Which lines belong in the answer? Exactly those from the line containing "of the wooden" through the last line of the records below, repeated as written.
—————
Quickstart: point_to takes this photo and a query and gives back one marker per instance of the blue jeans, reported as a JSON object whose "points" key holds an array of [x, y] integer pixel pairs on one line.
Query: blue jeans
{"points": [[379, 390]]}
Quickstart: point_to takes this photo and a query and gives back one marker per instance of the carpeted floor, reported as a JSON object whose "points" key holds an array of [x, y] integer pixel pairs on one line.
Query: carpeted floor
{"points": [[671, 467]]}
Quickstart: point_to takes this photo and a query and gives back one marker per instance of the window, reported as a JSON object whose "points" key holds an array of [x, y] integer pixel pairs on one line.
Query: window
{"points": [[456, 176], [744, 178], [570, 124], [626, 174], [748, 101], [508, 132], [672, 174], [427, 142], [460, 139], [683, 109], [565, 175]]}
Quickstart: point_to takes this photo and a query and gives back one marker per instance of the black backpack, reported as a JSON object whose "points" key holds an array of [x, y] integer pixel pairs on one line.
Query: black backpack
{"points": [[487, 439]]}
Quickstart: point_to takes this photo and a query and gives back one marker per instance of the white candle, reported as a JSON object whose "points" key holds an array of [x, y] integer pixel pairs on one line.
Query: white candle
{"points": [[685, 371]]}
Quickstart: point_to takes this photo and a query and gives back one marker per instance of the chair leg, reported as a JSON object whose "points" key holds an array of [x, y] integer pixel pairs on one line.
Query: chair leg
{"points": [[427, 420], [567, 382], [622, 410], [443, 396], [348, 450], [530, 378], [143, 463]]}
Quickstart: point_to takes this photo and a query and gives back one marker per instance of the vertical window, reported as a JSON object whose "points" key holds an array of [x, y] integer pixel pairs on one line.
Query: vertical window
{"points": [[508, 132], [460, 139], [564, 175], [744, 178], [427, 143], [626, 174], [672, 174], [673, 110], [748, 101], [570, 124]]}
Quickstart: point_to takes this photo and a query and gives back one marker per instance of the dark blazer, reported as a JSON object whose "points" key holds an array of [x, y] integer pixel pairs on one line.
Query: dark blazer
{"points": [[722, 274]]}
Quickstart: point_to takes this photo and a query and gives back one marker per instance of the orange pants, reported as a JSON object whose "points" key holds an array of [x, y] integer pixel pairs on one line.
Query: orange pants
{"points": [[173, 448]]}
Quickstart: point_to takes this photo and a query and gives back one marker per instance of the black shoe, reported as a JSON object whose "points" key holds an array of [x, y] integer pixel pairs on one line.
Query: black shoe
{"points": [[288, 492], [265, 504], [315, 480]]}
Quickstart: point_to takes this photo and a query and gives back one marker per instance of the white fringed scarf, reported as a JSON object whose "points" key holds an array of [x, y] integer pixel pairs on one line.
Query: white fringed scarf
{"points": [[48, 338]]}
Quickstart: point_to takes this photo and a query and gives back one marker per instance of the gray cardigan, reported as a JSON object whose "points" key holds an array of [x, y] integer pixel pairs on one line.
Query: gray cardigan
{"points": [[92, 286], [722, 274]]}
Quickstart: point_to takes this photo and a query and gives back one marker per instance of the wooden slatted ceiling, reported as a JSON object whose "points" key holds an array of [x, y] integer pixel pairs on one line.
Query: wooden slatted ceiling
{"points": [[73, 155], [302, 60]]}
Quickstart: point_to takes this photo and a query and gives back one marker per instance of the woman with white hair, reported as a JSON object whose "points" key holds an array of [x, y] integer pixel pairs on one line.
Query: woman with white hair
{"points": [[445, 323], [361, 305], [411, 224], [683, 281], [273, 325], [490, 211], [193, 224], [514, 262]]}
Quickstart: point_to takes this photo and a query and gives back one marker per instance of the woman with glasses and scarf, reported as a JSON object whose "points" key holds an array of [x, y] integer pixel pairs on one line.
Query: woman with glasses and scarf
—————
* _Answer to the exercise_
Quickstart: point_to takes this photo and a query and gives back one marker per instance of the wooden slatted ceiling, reported as a JSON object whose "points" key holds an array of [x, y] integer pixel pairs on one line.
Query: wooden slatted ceiling
{"points": [[73, 155], [302, 60]]}
Quickstart: point_to takes this photo and a query and gives back one marker per instance of the woman with white hair, reported as a JSON object whose "points" key holds an array of [x, y] integer pixel pairs on one line.
Query: woman with white hair
{"points": [[445, 323], [361, 305], [411, 224], [683, 281], [273, 325], [490, 211], [193, 224], [514, 262]]}
Quickstart: point_to takes this photo and a query and gives back one marker per instance of the woman with glasses and scarf, reported as a JSON object whose "points" key holds an array of [x, y] integer pixel pairs on one line.
Query: woman with glasses and scarf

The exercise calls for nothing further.